Texte fourni:
-------

• Comment accueillez-vous la solution retenue par la chambre sociale ?

Cette décision n’est pas surprenante si l’on s’en tient aux dispositions du Code du travail qui y sont visées (Cass. soc., 3 avr. 2024, nº 22-16.812 B ; v. l’actualité nº 19018 du 9 avr. 2024)

Aux termes des articles L. 2312-78 et R. 2312-35 du Code du travail, c’est la seule et unique qualité de salarié ou de stagiaire qui confère un droit d’accès aux ASC. Les CSE ne peuvent donc recourir à une condition d’ancienneté pour exclure une partie des bénéficiaires prioritaires prévus par la loi. Selon nous, aucun autre critère d’exclusion ne saurait d’ailleurs être admis. Au-delà des considérations strictement juridiques, cette décision de la Cour de cassation est parfaitement conforme à la finalité historique de la mission confiée aux comités, dite « œuvres sociales » en son temps, qui est de faciliter notamment l’accès à la culture, au sport et aux loisirs aux travailleurs qui en ont le plus besoin.

-------

Lignes brutes:
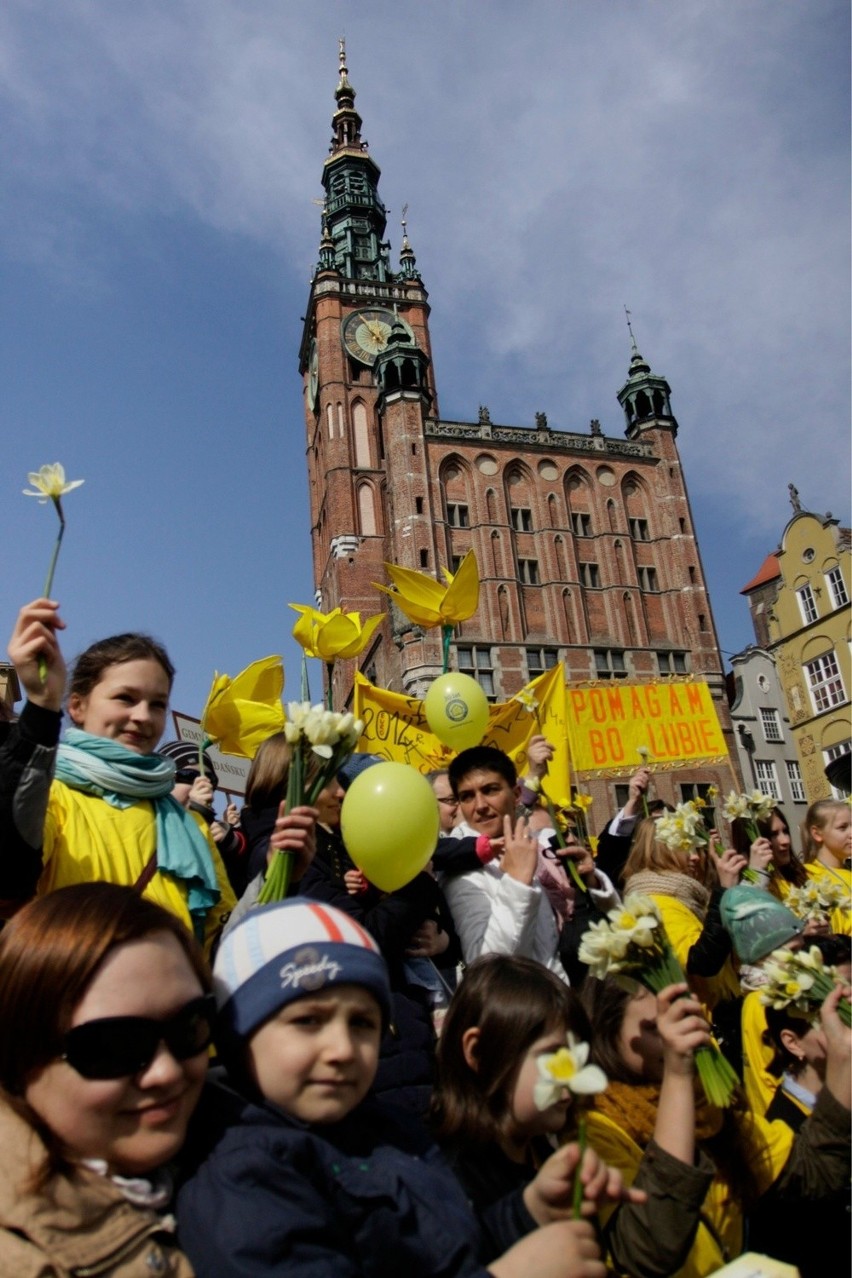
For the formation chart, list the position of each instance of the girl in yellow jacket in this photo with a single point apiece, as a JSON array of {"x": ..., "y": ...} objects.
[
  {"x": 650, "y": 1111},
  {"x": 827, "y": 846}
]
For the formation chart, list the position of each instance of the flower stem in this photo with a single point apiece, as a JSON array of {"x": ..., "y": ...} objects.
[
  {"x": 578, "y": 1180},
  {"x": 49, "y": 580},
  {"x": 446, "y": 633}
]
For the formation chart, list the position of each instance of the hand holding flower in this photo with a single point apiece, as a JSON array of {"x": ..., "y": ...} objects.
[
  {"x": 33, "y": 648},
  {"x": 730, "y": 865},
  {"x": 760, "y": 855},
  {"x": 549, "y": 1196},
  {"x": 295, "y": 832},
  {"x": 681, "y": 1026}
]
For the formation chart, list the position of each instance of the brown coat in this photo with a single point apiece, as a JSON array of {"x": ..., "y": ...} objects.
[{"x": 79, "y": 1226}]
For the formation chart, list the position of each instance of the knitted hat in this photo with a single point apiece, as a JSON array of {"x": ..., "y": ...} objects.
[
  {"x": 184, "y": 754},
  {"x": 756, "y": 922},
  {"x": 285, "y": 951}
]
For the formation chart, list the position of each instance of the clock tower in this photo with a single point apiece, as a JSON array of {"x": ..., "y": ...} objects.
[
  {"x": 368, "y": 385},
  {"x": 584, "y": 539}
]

-------

À faire:
1. D'après le commentaire sur l'accès aux ASC, à quels domaines la mission des comités doit-elle faciliter l'accès des travailleurs ?
2. Répondez aux questions suivantes à partir du commentaire sur l'accès aux ASC.
(a) Quelle condition les CSE ne peuvent-ils pas utiliser pour exclure une partie des bénéficiaires prioritaires ?
(b) À quelle date la Cour de cassation a-t-elle rendu sa décision ?
(c) Comment s'appelait en son temps la mission confiée aux comités ?
3. Poursuivez le commentaire sur l'accès aux ASC à partir de sa dernière phrase.
Les lignes n'ont aucun lien avec le commentaire sur l'accès aux ASC.

Réponses par tâche:
1. La culture, le sport et les loisirs.

2.
(a) Une condition d'ancienneté.
(b) Le 3 avril 2024.
(c) Les « œuvres sociales ».

3.
  • Comment articuler cette solution avec la position de l’Urssaf qui admet une condition d’ancienneté limitée à six mois ?

Il est important de préciser que l’arrêt du 3 avril est un arrêt dit « de principe », qui pose ainsi une solution de portée générale ayant vocation à s’appliquer à des situations similaires.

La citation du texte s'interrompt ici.